→ **Página**:
====

Si pensamos en la parte de las grandes lecturas que debemos a la Escuela, a la Crítica, a todas las formas de publicidad, o, por el contrario, al amigo, al amante, al compañero de clase, o a veces incluso a la familia —cuando no coloca los libros en el estante de la educación—, el resultado es claro: las cosas más hermosas que hemos leído se las debemos casi siempre a un ser querido. Y a un ser querido será el primero a quien hablemos de ellas. Quizá, justamente, porque lo típico del sentimiento, al igual que del deseo de leer, consiste en preferir. Amar, a fin de cuentas, es regalar nuestras preferencias a los que preferimos. Y estos repartos pueblan la invisible ciudadela de nuestra libertad. Estamos habitados por libros y por amigos.

Cuando un ser querido nos da a leer un libro, le buscamos en un principio a él en sus líneas, sus gustos, las razones que le han llevado a colocarnos ese libro en las manos, las señales de una fraternidad. Después el texto nos domina y olvidamos al que nos ha sumido en él; en eso consiste, justamente, la fuerza de una obra, ¡barrer también esa contingencia!

====

→ **Objetivos**:
**1)** Según el texto sobre la lectura, ¿a quién le debemos casi siempre las cosas más hermosas que hemos leído?
**2)** Prosigue el texto sobre la lectura y los seres queridos a partir de su última oración.

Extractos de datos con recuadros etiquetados
====

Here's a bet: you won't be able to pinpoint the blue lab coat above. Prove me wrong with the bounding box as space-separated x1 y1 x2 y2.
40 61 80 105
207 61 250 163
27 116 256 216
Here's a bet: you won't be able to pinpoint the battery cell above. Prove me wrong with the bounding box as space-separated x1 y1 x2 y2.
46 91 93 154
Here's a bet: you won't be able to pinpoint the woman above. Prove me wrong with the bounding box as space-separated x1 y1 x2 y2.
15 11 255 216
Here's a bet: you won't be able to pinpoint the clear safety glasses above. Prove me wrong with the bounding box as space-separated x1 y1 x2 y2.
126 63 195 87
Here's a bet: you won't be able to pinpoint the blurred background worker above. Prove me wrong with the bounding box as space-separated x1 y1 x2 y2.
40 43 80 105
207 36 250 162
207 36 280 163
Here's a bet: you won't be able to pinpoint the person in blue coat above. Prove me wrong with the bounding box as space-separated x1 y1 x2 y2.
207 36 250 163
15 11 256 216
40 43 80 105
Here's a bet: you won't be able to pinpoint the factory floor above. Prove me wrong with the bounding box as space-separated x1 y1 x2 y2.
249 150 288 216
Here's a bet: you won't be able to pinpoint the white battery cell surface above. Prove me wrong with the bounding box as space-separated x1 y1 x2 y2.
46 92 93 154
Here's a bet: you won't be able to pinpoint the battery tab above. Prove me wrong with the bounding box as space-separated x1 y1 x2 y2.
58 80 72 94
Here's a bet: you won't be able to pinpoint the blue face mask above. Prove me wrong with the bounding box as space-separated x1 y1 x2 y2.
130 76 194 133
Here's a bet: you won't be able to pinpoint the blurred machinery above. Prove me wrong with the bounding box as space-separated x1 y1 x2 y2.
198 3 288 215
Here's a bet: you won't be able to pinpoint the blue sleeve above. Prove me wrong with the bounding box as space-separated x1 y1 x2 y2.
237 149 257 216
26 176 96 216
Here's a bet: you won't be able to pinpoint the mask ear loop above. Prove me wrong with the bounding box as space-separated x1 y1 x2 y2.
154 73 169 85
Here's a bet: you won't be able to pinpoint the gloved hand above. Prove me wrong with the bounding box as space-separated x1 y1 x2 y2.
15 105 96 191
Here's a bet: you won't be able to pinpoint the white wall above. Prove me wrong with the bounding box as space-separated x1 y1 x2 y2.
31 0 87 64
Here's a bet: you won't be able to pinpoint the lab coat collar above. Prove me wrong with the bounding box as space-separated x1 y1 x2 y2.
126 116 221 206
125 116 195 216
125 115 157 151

====

→ **Respuestas escritas**:
**1)** Casi siempre a un ser querido.

**2)**
Sin embargo, con el paso de los años, la evocación del texto trae el recuerdo del otro; algunos títulos vuelven a convertirse entonces en caras.

Y, para ser totalmente justo, no siempre la cara de un ser querido, sino (¡oh, raras veces!) la de un crítico o de un profesor.

Así ocurre con Pierre Dumayet, con su mirada, con su voz, con sus silencios, que, en el Lectures pour tous de mi infancia, expresaban todo su respeto por el lector en que, gracias a él, yo me convertiría. Así ocurre con aquel profesor cuya pasión por los libros sabía armarle de paciencia y darnos incluso la ilusión del amor. ¡Tenía que preferirnos mucho —o apreciarnos— a sus alumnos, para darnos a leer lo que le resultaba más querido!